*To do*
- a) List each distinct username that appears above a numbered reply in the marble probability thread below, giving each name once.
- b) Transcribe the part of the marble probability thread below that starts at "## mridrik 2" and ends at "have all together?".

*Text*
## mridrik 2 years ago Hey satellite, I your need help with probability again: a bag has 5 red marbles, 3 blue marbles, and two green marbles. 6 marbles are to be drawn from the bag, replacing each one after it is drawn. What is the probability that two marbles of each color will be drawn?

1. karatechopper

ok well first tell me how many marbles do u have all together?

2. mridrik

10

3. amistre64

yeah, satellite would definnantly be able to breeze by on this one

4. .Sam.

@satellite73

5. mridrik

Yes he is very good with probability I've noticed

6. amistre64

rrbbgg 5/10 + 5/10 + 2/10 + 2/10 + 3/10 + 3/10 would be my guess but im sure its wrong

7. satellite73

ok this is with replacement right?

*Excerpts of location labeling data*
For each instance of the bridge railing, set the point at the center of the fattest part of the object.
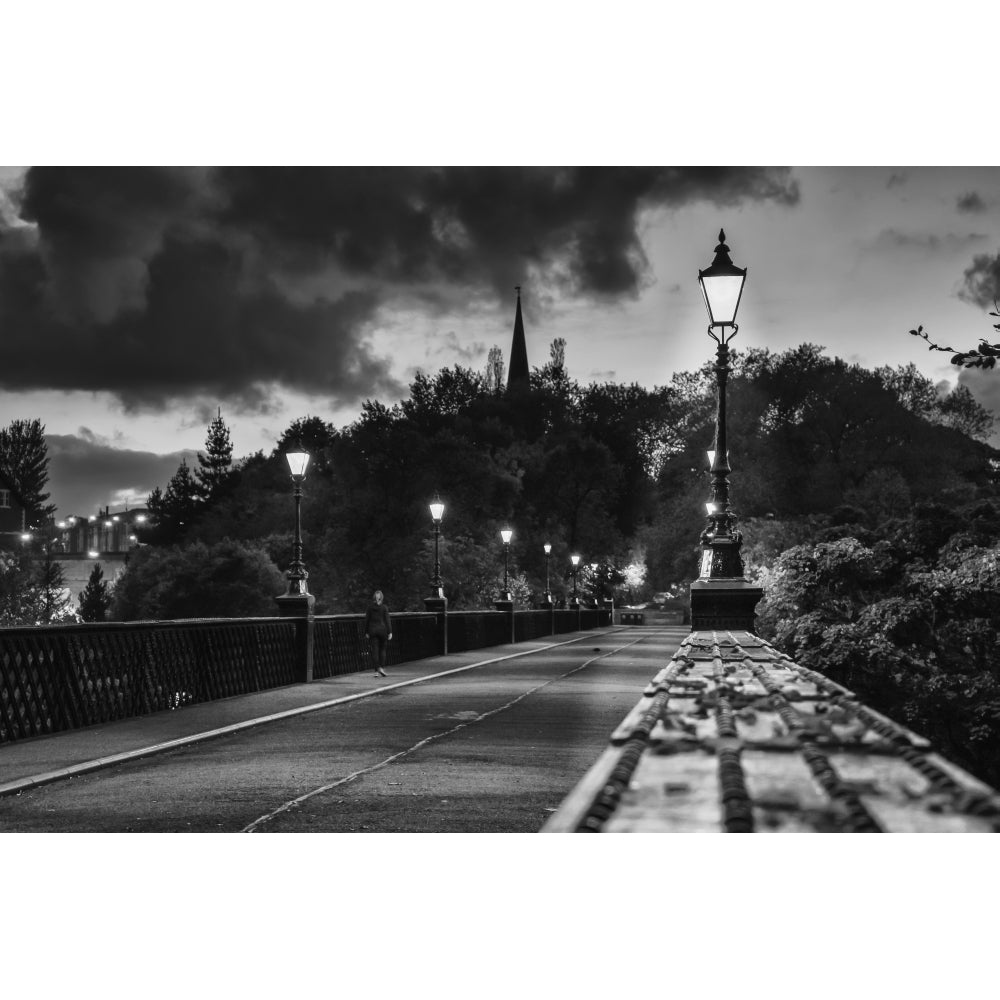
(733, 735)
(59, 677)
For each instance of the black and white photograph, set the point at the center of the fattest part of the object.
(404, 474)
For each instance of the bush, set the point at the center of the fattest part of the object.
(226, 580)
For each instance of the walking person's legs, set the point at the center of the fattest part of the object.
(378, 654)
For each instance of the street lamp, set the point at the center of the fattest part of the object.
(437, 513)
(297, 575)
(506, 534)
(722, 597)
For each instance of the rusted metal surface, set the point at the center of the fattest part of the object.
(733, 736)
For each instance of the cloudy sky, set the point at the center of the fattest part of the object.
(134, 301)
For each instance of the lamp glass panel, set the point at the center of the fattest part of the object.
(297, 462)
(722, 296)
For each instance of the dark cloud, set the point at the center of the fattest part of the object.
(971, 202)
(82, 465)
(981, 280)
(227, 284)
(894, 238)
(985, 386)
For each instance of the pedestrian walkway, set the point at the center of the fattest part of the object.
(28, 763)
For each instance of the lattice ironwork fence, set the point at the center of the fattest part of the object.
(476, 629)
(66, 676)
(342, 648)
(59, 677)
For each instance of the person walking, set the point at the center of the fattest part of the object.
(378, 628)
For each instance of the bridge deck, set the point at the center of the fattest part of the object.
(733, 736)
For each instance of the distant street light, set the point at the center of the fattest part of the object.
(722, 597)
(506, 534)
(575, 560)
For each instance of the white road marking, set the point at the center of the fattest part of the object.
(292, 803)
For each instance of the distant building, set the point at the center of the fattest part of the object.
(518, 375)
(106, 533)
(107, 537)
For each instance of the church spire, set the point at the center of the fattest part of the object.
(517, 373)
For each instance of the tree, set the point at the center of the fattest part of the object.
(32, 589)
(215, 468)
(227, 580)
(95, 598)
(24, 460)
(174, 509)
(984, 357)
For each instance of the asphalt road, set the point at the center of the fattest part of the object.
(492, 749)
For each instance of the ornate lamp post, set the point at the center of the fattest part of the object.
(547, 597)
(722, 597)
(506, 601)
(297, 575)
(297, 602)
(574, 600)
(506, 534)
(437, 602)
(437, 513)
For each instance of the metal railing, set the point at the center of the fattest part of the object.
(59, 677)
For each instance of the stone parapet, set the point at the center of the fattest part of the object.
(733, 736)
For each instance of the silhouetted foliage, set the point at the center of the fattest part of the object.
(95, 598)
(908, 617)
(214, 474)
(24, 460)
(229, 579)
(985, 356)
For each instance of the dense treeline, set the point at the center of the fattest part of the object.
(868, 499)
(869, 502)
(615, 472)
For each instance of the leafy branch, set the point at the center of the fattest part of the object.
(983, 357)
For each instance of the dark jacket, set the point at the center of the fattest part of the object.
(377, 621)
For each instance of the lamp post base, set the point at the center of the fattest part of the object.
(295, 605)
(300, 606)
(724, 604)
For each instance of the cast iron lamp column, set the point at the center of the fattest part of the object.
(437, 602)
(506, 534)
(437, 513)
(297, 602)
(722, 597)
(506, 601)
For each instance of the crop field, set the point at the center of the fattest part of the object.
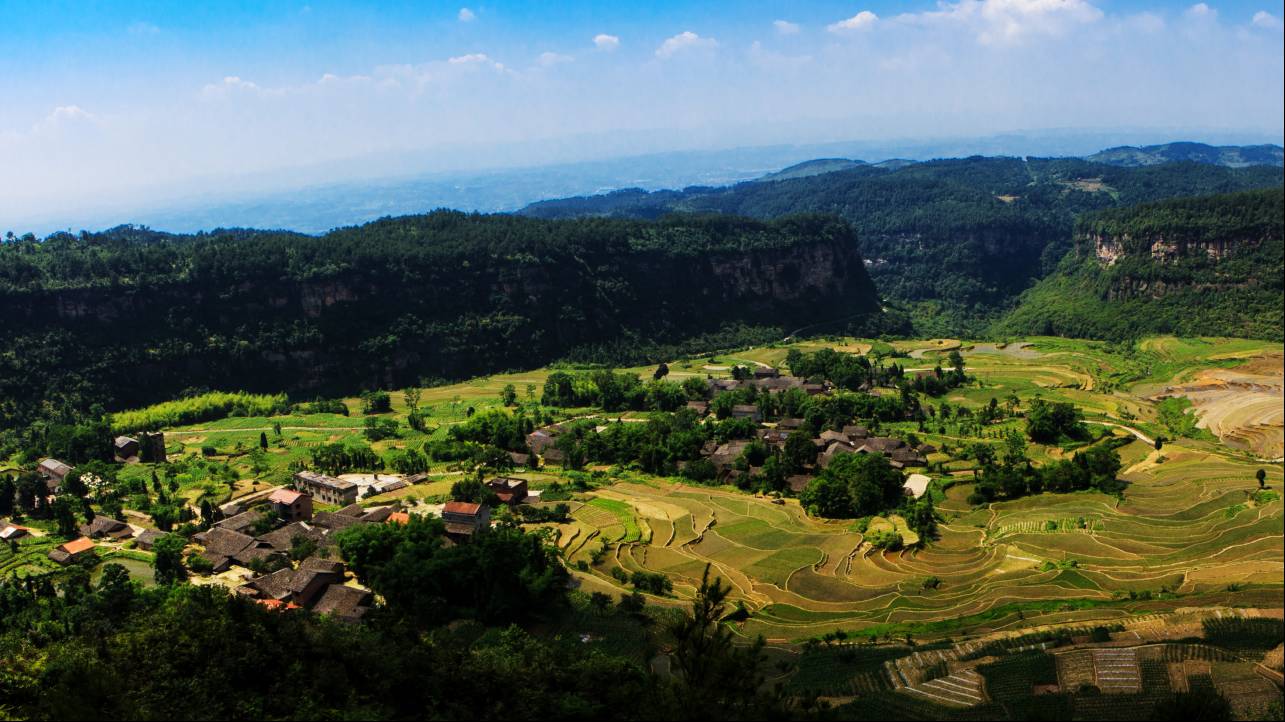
(1189, 531)
(1189, 524)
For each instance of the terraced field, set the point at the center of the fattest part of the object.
(1189, 524)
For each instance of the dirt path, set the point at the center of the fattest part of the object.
(1140, 436)
(269, 429)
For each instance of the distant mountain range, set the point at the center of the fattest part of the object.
(1229, 156)
(258, 202)
(1125, 156)
(954, 242)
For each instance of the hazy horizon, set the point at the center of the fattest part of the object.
(132, 111)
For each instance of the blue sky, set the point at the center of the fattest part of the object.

*Answers for this exercise*
- a) karatechopper, mridrik, amistre64, .Sam., satellite73

- b)
## mridrik 2 years ago Hey satellite, I your need help with probability again: a bag has 5 red marbles, 3 blue marbles, and two green marbles. 6 marbles are to be drawn from the bag, replacing each one after it is drawn. What is the probability that two marbles of each color will be drawn?

1. karatechopper

ok well first tell me how many marbles do u have all together?